→ **任务 A**:
根据这篇讲劳伦斯和弗丽达的文章,回答下面几个问题:
(i) 劳伦斯当时一共能凑出多少钱?
(ii) 劳伦斯和弗丽达是哪一天离开查林·克劳斯的?
(iii) 弗丽达悄悄对姐姐艾尔丝说了什么?
→ **任务 B**:
从最后一句之后开始,把这篇讲劳伦斯和弗丽达的文章接着写下去。

→ **文章节选**:

------------------------------------

劳伦斯从一开始就对加纳特透露了真情;他告诉他,弗丽达是“妙不可言”的,
她是“我所遇到过的最好的女子——你无论如何得见见她……那个著名的,古老的
里奇索芬家族的女儿——她实在是好极了,……下星期你一定要见见她。我不知道
她会不会来西阿纳,如果你邀请我们的话。哦,她是一个不枉一世的女人。”劳伦
斯在4 月那兴奋的几星期里,从信件的地址落款处可以表明他的急切不安;这些信
件先由莱瑟斯特发出,然后从伊斯渥,再从莱瑟斯特,然后又从伊斯渥,并提到了
去伦敦的访问。他发现了他的终生女伴,但他没有钱——他当时能聚集起来的只有
11 个英镑——而弗丽达呢,虽然在家中已经感到厌倦透了,但至少还有三个孩子
和她在一起。劳伦斯尽管刚刚病愈,孱弱娇纤,但他仍有一种值得依赖的个性力量
;用惠特曼的话说,他是那种一露面就使人信服的人。
弗丽达将她的儿子蒙塔古留给了他的父亲,把两个小女孩,巴巴拉和艾尔莎带
到她们在汉帕斯德的威尔·沃克的祖父母家去了,在汉帕斯德·希斯车站外面,她
向两个孩子告别时,她“感到一片空白和渺茫。”劳伦斯和弗丽达在5 月3 日星期
五离开了查林·克劳斯,越过海峡往奥斯登而去。弗丽达记得,当时海看上去是灰
色的,阴暗的天,他们俩人”坐在栏索上,满怀着希望和痛苦。”
(四)新的天地
在曼兹,冯·里奇索芬家正处于50 大庆的忙乱之中,家里挤满了各种年龄的
亲戚,花园里,乐队在演奏。弗丽达和劳伦斯悄悄地住进了一家小旅馆,虽然弗丽
达的母亲想她住在家里。纽奇也住在那家旅馆里。父母亲在庆祝的忙碌中察觉到了
弗丽达和她的丈夫之间发生了什么事情;从诺丁汉打来了讨厌的电报。弗丽达悄悄
地对她的姐姐艾尔丝说,“我带来了一个男人。”她对她父母说,她想离开她的丈
夫,但没有提起劳伦斯。这使她的父亲感到震惊,他说他一直认为她是理智的:
“我见得多了,”他对她说,但弗丽达觉得他从不知道什么是最宝贵的,而她却知
道。

------------------------------------

已存数据
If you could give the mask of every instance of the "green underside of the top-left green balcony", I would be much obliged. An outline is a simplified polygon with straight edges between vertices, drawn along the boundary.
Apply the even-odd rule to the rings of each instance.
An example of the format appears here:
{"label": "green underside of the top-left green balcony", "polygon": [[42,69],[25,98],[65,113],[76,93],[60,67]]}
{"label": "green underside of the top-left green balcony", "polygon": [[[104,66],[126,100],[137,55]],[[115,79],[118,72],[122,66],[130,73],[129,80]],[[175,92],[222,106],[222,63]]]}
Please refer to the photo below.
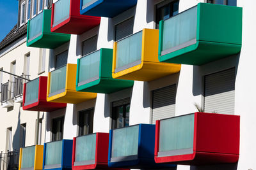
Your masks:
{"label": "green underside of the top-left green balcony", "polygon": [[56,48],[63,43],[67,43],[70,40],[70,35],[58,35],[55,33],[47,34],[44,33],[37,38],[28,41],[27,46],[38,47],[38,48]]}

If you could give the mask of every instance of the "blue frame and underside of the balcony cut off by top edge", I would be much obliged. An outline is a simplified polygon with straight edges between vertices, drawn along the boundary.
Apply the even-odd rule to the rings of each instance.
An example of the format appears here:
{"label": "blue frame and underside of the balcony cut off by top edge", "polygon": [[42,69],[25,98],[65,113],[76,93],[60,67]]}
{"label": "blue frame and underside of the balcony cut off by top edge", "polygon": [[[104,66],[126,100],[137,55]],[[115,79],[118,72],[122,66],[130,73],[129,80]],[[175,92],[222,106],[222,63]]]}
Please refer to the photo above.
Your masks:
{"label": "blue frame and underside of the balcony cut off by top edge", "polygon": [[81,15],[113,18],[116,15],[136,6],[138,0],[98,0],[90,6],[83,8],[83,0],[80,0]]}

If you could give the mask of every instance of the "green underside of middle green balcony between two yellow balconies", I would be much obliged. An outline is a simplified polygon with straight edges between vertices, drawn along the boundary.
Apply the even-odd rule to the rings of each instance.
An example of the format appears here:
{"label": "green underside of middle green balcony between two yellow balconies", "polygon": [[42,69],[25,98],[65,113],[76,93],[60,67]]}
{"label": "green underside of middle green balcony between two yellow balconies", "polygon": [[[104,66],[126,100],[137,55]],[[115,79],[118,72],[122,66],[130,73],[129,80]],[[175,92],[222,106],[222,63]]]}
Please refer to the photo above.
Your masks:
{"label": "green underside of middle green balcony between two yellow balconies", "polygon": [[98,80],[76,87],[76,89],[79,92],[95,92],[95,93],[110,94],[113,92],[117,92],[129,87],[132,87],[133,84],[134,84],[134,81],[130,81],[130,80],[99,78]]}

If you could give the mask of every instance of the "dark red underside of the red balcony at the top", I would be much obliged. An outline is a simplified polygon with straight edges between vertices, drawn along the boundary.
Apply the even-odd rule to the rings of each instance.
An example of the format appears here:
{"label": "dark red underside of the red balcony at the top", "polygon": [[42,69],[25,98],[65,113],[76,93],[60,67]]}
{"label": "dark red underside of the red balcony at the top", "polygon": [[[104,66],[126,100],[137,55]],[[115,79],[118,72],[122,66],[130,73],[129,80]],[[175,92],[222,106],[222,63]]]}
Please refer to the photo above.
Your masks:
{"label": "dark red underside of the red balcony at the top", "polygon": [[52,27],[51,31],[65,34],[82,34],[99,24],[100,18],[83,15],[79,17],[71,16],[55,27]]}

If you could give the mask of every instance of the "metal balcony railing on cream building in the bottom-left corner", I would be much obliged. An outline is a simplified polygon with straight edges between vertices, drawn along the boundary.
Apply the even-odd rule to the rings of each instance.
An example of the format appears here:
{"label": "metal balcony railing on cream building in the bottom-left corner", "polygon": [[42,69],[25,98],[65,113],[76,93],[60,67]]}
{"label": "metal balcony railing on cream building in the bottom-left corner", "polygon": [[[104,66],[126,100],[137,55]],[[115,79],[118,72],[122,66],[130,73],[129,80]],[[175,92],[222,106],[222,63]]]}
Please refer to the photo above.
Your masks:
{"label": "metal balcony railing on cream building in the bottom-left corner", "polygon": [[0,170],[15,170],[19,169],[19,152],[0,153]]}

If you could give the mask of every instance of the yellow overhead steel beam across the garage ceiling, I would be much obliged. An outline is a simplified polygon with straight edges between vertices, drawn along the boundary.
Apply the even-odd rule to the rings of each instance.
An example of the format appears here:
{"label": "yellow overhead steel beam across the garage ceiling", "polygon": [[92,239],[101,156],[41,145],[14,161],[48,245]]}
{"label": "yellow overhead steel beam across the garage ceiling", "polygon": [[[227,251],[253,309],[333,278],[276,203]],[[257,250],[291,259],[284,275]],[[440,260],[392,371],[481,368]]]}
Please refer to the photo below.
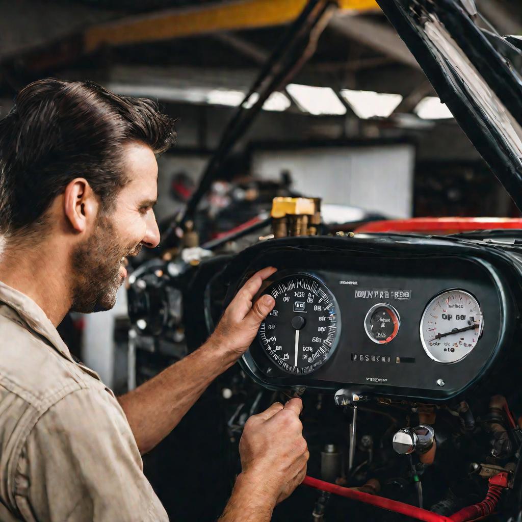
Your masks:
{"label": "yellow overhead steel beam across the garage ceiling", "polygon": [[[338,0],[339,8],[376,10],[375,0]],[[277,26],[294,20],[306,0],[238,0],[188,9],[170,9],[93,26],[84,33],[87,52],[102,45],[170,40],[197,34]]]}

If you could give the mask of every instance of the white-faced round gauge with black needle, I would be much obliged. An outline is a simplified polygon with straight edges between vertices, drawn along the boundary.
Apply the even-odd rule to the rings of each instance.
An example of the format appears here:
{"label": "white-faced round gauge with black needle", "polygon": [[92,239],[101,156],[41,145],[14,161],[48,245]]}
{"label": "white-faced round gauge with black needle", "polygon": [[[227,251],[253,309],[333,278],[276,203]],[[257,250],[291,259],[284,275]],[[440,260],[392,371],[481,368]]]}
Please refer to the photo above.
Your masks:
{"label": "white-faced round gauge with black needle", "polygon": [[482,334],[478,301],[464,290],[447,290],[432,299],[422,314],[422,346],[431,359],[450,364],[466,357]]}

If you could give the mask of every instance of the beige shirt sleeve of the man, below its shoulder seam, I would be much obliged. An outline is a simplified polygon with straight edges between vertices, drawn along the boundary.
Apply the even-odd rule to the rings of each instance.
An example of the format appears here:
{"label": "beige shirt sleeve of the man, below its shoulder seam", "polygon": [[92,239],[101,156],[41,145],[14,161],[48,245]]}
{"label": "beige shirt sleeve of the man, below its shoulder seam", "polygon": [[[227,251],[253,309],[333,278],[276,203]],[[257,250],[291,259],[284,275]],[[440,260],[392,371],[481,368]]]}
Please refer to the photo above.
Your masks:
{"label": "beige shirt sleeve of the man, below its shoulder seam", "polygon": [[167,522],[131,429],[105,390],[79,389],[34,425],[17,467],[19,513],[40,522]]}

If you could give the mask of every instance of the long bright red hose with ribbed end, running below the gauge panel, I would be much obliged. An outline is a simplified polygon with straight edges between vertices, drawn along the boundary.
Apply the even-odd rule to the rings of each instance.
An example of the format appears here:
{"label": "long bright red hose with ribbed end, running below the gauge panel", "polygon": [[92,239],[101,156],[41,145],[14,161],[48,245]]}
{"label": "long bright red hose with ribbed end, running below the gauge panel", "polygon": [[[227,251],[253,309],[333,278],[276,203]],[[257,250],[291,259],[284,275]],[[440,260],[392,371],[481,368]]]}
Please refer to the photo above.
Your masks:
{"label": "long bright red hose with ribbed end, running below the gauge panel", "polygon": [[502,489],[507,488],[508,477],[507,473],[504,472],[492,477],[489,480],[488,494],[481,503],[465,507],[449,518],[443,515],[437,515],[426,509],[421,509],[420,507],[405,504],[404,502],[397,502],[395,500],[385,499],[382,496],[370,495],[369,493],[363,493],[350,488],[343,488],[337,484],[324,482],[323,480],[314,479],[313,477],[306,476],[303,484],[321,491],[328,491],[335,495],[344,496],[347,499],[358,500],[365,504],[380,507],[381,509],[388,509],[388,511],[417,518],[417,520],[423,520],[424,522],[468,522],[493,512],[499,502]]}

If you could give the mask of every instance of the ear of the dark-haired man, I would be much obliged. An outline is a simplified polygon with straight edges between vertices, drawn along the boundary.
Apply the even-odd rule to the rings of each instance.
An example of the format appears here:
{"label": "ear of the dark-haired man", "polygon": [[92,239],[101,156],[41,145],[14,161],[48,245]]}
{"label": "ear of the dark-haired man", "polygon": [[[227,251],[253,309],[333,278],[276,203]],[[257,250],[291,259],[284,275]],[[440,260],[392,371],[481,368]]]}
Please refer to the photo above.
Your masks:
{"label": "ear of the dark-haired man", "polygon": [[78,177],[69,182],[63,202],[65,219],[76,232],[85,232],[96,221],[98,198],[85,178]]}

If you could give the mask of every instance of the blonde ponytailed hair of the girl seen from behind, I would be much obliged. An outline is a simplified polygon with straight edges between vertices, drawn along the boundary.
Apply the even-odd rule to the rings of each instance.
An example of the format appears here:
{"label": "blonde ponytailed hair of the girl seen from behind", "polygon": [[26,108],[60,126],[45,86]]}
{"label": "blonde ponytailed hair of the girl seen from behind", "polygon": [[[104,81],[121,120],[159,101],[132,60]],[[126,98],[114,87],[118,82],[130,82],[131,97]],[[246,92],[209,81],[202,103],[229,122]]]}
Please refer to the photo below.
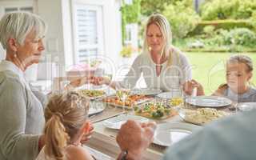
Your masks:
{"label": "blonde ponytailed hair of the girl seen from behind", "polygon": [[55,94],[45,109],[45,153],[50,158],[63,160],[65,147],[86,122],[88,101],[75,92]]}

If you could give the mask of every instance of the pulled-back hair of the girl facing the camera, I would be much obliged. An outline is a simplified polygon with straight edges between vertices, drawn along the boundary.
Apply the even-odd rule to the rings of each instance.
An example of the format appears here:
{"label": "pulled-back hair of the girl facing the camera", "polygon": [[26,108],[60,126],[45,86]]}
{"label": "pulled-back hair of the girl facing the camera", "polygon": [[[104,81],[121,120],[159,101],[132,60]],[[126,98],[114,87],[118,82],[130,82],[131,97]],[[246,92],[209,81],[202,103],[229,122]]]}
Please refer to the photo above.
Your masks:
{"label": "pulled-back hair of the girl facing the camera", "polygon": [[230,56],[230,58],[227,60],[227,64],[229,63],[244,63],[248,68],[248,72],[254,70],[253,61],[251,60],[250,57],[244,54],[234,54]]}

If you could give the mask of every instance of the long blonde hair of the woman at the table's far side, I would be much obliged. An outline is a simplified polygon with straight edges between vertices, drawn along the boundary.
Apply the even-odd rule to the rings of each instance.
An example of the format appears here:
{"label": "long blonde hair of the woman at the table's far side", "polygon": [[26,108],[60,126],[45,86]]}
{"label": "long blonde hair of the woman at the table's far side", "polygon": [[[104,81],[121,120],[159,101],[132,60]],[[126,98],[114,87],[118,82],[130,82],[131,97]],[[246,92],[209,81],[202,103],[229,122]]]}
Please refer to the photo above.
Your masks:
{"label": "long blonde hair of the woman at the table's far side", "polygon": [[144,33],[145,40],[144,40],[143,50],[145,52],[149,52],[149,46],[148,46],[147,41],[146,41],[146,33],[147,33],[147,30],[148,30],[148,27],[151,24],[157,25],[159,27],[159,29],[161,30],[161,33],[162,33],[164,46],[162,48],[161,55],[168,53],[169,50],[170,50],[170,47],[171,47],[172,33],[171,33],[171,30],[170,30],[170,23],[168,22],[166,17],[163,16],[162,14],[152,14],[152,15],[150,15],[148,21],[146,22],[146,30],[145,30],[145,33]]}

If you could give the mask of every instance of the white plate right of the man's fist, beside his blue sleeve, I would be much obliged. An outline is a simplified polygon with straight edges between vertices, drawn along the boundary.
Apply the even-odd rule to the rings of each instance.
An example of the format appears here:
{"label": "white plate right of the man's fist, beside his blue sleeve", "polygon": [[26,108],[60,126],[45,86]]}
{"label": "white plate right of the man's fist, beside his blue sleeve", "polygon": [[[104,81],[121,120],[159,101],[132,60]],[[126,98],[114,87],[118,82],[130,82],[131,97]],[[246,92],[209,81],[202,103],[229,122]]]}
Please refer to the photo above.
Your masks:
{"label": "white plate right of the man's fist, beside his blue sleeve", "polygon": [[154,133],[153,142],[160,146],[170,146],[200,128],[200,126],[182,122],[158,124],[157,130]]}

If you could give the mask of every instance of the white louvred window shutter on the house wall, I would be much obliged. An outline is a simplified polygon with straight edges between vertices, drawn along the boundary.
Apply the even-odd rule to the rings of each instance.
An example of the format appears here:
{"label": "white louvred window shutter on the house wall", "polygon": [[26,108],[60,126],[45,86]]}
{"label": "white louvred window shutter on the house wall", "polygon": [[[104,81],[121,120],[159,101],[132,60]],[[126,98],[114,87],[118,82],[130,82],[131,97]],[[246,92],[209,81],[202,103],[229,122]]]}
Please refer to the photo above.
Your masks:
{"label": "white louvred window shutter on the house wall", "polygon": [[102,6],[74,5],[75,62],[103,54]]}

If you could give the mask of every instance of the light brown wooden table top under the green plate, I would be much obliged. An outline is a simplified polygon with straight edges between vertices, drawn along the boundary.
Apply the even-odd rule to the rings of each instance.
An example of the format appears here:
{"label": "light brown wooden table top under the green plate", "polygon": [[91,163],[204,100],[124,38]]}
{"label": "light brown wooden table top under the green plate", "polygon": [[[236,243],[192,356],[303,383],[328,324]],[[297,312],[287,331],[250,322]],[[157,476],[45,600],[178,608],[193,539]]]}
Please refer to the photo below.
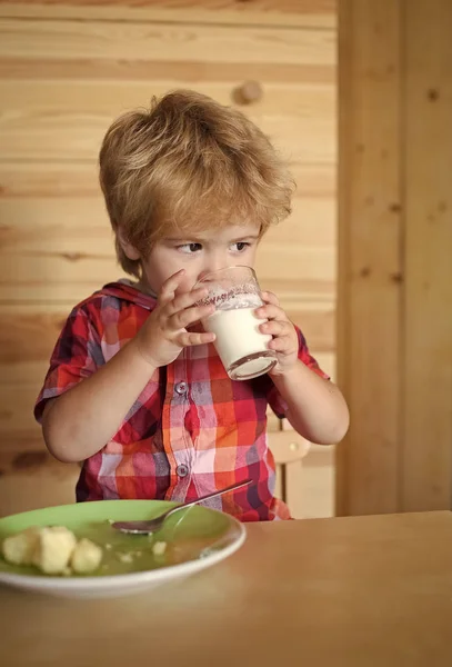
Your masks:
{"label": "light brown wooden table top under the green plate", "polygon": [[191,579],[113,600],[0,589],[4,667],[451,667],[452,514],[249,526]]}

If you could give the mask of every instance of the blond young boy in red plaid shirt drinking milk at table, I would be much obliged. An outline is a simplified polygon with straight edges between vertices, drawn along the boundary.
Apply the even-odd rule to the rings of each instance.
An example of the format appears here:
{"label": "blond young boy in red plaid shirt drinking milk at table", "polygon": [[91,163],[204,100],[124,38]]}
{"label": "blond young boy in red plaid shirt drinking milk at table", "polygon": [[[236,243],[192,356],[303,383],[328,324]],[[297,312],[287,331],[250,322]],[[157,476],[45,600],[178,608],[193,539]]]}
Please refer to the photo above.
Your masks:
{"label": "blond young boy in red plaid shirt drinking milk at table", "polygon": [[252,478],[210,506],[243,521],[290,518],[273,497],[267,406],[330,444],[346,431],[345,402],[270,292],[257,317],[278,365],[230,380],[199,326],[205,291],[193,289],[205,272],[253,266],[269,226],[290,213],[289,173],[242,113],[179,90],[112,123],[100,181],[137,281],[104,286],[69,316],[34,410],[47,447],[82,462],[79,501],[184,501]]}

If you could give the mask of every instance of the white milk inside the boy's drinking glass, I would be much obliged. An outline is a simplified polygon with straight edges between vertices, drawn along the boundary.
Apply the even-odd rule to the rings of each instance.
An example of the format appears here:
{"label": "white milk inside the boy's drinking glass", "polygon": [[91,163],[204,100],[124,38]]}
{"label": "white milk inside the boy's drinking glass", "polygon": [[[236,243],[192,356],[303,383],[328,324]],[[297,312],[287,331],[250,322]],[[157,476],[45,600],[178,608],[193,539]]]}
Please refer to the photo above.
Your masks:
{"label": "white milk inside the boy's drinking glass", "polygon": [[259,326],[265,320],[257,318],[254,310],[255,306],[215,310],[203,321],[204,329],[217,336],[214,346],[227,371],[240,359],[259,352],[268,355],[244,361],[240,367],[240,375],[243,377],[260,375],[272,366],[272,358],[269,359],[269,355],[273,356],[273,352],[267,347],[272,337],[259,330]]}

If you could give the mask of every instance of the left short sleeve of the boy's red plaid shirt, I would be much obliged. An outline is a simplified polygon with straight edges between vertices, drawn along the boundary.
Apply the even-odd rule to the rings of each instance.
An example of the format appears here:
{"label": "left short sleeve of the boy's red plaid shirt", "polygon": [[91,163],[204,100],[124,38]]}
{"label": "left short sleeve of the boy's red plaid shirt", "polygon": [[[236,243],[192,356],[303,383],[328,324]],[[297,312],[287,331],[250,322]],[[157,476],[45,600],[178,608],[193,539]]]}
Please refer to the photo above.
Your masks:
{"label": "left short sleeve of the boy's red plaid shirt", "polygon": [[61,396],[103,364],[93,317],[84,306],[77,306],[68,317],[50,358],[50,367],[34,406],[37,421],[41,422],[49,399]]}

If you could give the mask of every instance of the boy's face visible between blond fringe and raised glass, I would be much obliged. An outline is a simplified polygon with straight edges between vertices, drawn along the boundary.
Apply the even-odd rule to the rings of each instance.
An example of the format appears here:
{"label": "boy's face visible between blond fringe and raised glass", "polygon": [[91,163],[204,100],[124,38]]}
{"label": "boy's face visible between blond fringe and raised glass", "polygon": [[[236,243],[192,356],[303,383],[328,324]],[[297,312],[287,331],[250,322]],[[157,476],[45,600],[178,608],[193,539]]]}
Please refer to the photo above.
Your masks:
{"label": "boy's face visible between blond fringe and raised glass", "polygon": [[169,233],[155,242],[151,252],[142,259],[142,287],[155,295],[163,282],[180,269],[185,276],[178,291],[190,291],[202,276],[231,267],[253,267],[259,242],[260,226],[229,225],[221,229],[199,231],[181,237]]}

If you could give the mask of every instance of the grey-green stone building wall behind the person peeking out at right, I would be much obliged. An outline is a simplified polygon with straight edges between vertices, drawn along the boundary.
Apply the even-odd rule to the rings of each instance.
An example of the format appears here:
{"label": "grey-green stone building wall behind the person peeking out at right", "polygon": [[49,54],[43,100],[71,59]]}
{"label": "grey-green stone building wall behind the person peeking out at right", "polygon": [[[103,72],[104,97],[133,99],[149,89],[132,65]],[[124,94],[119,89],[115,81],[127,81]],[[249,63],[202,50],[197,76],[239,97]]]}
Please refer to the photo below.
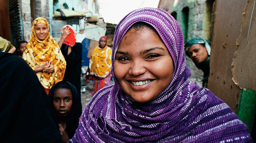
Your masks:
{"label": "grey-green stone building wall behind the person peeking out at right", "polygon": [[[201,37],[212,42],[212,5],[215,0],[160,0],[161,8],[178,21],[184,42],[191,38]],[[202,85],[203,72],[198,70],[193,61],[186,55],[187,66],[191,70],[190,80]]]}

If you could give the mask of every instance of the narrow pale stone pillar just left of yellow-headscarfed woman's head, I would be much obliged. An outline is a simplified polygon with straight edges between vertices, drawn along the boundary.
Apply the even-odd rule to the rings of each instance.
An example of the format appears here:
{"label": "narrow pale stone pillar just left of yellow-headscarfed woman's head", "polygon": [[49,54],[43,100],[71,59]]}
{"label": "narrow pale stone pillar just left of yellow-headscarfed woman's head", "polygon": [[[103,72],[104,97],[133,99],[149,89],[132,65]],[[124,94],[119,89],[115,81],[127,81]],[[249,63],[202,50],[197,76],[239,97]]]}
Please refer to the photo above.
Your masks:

------------------------------------

→ **练习结果 A**:
(i) 11个英镑。
(ii) 5月3日,星期五。
(iii) “我带来了一个男人。”

→ **练习结果 B**:
劳伦斯是第一次来到一个陌生的国家,尽管他和弗丽达可以有一个星期在一起,
住在多伊舍·霍夫旅馆他仍感到孤独和痛苦,因为弗丽达在大部分时间中必须呆在
家里,她和劳伦斯的会面是偷偷摸摸的。弗丽达的姐妹都喜欢他,虽然他穿戴着英
国式的雨衣和布帽,一看就知道是个外阜人?但她们对她说,他是一个可以信赖的
男子汉。一个冯·里奇索芬家的老朋友,也是一个古老的世袭女男爵,来曼兹参加
庆祝,她也住在多伊舍·霍夫,并与弗丽达和纽奇同桌用早餐。这位女男爵是近视
眼,没有看到劳伦斯:姐妹们觉得十分有趣,便不住地嗤笑,而劳伦斯与她们坐在
一起则感到十分窘迫和不自在。
劳伦斯在一个人散步时,很喜欢观望莫塞尔的峡谷及那里的葡萄园。他诅咒曼
兹,那里到处是德国士兵;在附近的城镇和村庄所遇见的人中,他对法国人比德国
人更有好感。在多伊舍·霍夫他有时想试着写作,修改《保尔·莫里尔》,但他告
诉弗丽达说,他无法进行“工作”。在5 月7 日星期二,他写给弗丽达的信中说,
他再也不能忍受这种境况了:“两个小时来我没有动弹一下——只是坐着静思。”
他给威克列写下了一封信。他告诉弗丽达并不一定要将此信寄出;但她必须对她的
丈夫说清楚一切情况。劳伦斯不再“需要任何不诚实,任何谎言。
让事情自然发展下去不再有逃避、谎言、惧怕。那样会使我窒息……我爱你。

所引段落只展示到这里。